■ Information given

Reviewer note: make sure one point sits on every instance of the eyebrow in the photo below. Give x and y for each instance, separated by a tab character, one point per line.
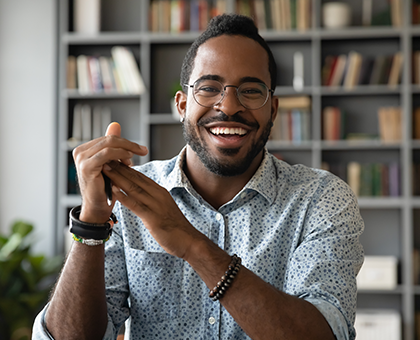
219	78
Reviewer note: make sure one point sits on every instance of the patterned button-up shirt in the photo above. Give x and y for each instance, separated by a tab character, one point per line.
295	227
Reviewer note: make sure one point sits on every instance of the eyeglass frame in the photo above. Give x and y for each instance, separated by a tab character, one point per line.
237	94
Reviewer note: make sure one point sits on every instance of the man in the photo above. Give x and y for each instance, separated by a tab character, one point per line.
180	221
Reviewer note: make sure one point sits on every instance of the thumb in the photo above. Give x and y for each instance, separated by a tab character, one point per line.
113	129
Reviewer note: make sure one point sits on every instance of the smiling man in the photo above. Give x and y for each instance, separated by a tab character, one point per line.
224	241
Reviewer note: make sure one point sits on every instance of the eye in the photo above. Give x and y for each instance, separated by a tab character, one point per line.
207	88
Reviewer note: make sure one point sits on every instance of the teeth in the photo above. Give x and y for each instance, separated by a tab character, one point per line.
227	131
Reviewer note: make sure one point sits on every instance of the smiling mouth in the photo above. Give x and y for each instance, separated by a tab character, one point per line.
226	131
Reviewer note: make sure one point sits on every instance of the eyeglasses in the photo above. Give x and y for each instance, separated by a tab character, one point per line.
251	95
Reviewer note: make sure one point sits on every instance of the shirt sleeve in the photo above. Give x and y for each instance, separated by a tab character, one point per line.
116	292
40	331
324	266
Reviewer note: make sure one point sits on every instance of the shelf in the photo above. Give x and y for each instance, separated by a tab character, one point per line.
75	94
103	38
400	289
381	202
360	145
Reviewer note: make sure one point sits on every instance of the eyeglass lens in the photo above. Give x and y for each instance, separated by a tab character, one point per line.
251	95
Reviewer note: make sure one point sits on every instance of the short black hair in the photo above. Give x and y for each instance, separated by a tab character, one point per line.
229	24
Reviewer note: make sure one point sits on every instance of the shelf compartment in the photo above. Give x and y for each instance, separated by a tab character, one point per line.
166	61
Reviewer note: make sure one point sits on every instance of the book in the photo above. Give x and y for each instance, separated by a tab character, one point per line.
260	21
303	15
329	71
105	118
394	179
416	125
87	16
389	119
353	71
396	13
353	177
331	123
366	12
365	70
86	114
95	74
76	132
366	179
108	82
378	66
416	67
83	82
71	70
96	122
338	72
127	69
385	180
385	70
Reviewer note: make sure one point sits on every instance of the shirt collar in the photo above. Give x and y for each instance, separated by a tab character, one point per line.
264	181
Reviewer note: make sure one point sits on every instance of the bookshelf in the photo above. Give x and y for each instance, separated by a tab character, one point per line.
392	222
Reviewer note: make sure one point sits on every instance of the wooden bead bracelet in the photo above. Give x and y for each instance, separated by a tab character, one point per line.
222	286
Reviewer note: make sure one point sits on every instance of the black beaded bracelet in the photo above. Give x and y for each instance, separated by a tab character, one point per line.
222	286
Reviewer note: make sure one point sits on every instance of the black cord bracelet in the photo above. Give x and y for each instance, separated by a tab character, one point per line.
222	286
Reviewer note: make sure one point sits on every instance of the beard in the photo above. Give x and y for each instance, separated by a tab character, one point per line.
217	166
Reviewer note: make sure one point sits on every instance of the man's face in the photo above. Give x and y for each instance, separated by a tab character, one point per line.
228	138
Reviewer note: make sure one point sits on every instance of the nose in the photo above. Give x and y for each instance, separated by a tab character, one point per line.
230	103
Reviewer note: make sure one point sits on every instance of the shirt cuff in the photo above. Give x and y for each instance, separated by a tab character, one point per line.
333	316
40	331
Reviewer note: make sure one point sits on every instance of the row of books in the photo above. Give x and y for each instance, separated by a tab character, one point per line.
92	74
88	123
391	15
293	120
368	179
183	15
193	15
354	69
279	15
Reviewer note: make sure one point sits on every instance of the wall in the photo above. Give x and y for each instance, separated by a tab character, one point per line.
27	119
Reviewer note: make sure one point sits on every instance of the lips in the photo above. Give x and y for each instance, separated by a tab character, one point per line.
228	131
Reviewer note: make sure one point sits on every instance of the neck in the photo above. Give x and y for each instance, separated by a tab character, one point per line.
216	190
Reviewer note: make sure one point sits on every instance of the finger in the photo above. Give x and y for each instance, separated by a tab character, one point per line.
113	129
132	176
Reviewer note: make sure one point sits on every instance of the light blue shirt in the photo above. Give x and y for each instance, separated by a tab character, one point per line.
295	227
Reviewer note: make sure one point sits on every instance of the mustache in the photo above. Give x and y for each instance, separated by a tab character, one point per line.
222	117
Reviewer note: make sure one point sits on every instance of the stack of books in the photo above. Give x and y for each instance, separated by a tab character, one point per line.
116	74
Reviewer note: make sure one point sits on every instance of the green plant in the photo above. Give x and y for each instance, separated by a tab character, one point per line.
25	282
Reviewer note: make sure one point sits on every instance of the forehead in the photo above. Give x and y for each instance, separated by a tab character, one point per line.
232	58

■ Assigned task
Pictures stay out of the copy, while everything else in the records above goes in exactly as written.

■ Written solution
Reviewer note: make sure one point sits on every instance of the eyebrow in the photo below. Give x and y for each instance, separated by a tab character, one point per line.
219	78
Reviewer note: make sure one point sits on every instance of the patterned button-up shirt in the photo above. Give x and y for each instance, separated by a tab character, one point per line.
295	227
Reviewer note: make sure one point sits on every instance of the eyeglass frame in the photo above. Give x and y for each instance, separated by a tab character, one point per line.
237	94
Reviewer note: make sure one point sits on every instance of the man in the photo above. Give x and y for each instance, separated by a tab character, one point per line.
180	221
Reviewer note: make sure one point sits on every instance of the thumb in the photo above. Give x and y for each instance, separated by a tab character, one point per line.
113	129
Reviewer note: make sure one point sits on every instance of the smiling man in the photo above. Give x and y for each instance, separated by a tab character, one point per line.
224	241
Reviewer note: make sure one point sits on every instance of the eye in the photo above. Give x and y for each instance, separated by a tab character, one point per line.
207	88
Reviewer note: make sure one point sits on every instance of the teeth in the photo above. Give x and y for each instance, separated by a tab character, one point per line.
227	131
Reviewer note: make sure one point sits on every instance of the smiling mouth in the photo above. Give x and y for each instance, separated by a tab character, one point per line.
226	131
Reviewer note: make sure one point sits on every instance of the eyeglasses in the photo above. Give x and y for each instance, separated by a tab character, one point per line.
251	95
Reviewer note: make sure one point sits on every instance of the shirt sleeve in the photo above. Give x and y for each instance, separated by a tab character, one point per line.
116	292
40	331
324	266
Reviewer note: make sure one point sits on every instance of the shelf in the photo above. Give x and y for each instance, separated by a tab character, one point per line.
75	94
103	38
400	289
381	202
360	145
Reviewer note: make sure one point sits on every instance of the eyeglass lens in the photo above. Give x and y for each instance, separated by a tab character, one point per line.
251	95
Reviewer note: make sure one point sits on every instance of the short black hair in the photo above. Give x and y for each instance, separated by a tab character, one point per line.
229	24
Reviewer note: make sure one point sits on every instance of the shelf compartment in the photo above. Give x and y for each instance, separated by a tab character, one point per line.
166	61
Reviewer note: make sure one point sits on every instance of the book in the photo above. Give x and y for each instance, separated by a tab character, one point per line.
260	21
303	15
329	71
105	118
394	179
416	125
87	16
389	119
353	71
396	13
353	177
331	123
366	12
365	70
86	114
95	74
76	132
366	179
108	82
378	66
416	67
83	82
71	70
96	122
338	72
127	69
385	180
385	70
Reviewer note: make sure one point sits on every instance of the shirt collar in the photo above. Give x and y for each instance, separated by a tab character, one point per line.
264	181
Reviewer note: make sure one point sits on every instance of the bookshelf in the photo above. Give x and y for each instance, separated by a tab character, one point per line.
392	222
Reviewer note: make sure one point sits on every instance of the wooden bead bracelet in the photo above. Give x and y for each instance, separated by a tab character, one point per line.
222	286
Reviewer note: make sure one point sits on every instance of the black beaded bracelet in the photo above. Give x and y for each instance, separated by a tab character, one point per line.
222	286
Reviewer note: make sure one point sits on every instance of the black cord bracelet in the photo above. Give x and y for each instance, separated by a tab character, one point per line.
222	286
Reviewer note: make sure one point sits on every instance of the beard in the photo above. Give x and y for each instance, separated by a tab character, one point per line.
217	166
Reviewer note: make sure one point sits on every instance of the man's face in the photo above. Give x and y for each instance, separated by a tab character, one point per line.
228	138
Reviewer note: make sure one point sits on every instance of the nose in the photo above. Give x and y for each instance, separated by a tab character, one point per line.
230	103
Reviewer note: make sure one point sits on every instance of the shirt cuff in the photo above. Give x and y for each instance, separated by a tab character, one point per line.
333	316
40	331
Reviewer note: make sure one point sits on every instance of the row of books in the photo above. Give x and y for each instance, separated by a tab character, one point per line.
92	74
88	123
391	15
293	120
368	179
183	15
193	15
354	69
279	15
Reviewer note: make sure one point sits on every instance of the wall in the photo above. Give x and y for each instance, separated by a tab character, one point per line.
27	119
Reviewer note: make sure one point sits on every instance of the lips in the photo above. Give x and y for each instance, separated by a tab character, one point per line.
228	131
Reviewer note: make sure one point sits on every instance of the neck in the photo above. Give x and y for each instance, separated by a tab character, one point per line.
216	190
Reviewer note: make sure one point sits on every instance of the finger in the photo above. Give x and y for each instance, separated by a tab character, one point per line.
113	129
132	176
Reviewer note: make sure one point sits on every instance of the light blue shirt in the photo above. Give x and y for each instance, separated by a tab character, one point per line.
295	227
Reviewer note: make sure one point sits on every instance of the mustache in the photo above. Give x and y for each instance, separated by a tab character, one point per line.
222	117
Reviewer note: make sure one point sits on every instance of the stack of books in the photo above. Give x and y for each instance, separated by a tab character, one point per line.
116	74
Reviewer note: make sure one point sits on every instance of the green plant in the photo above. Give x and y for each instance, separated by a tab character, one point per line.
25	282
Reviewer note: make sure one point sits on every instance of the forehead in the photo above. Give x and y for each instance, separated by a tab character, one point per line.
232	58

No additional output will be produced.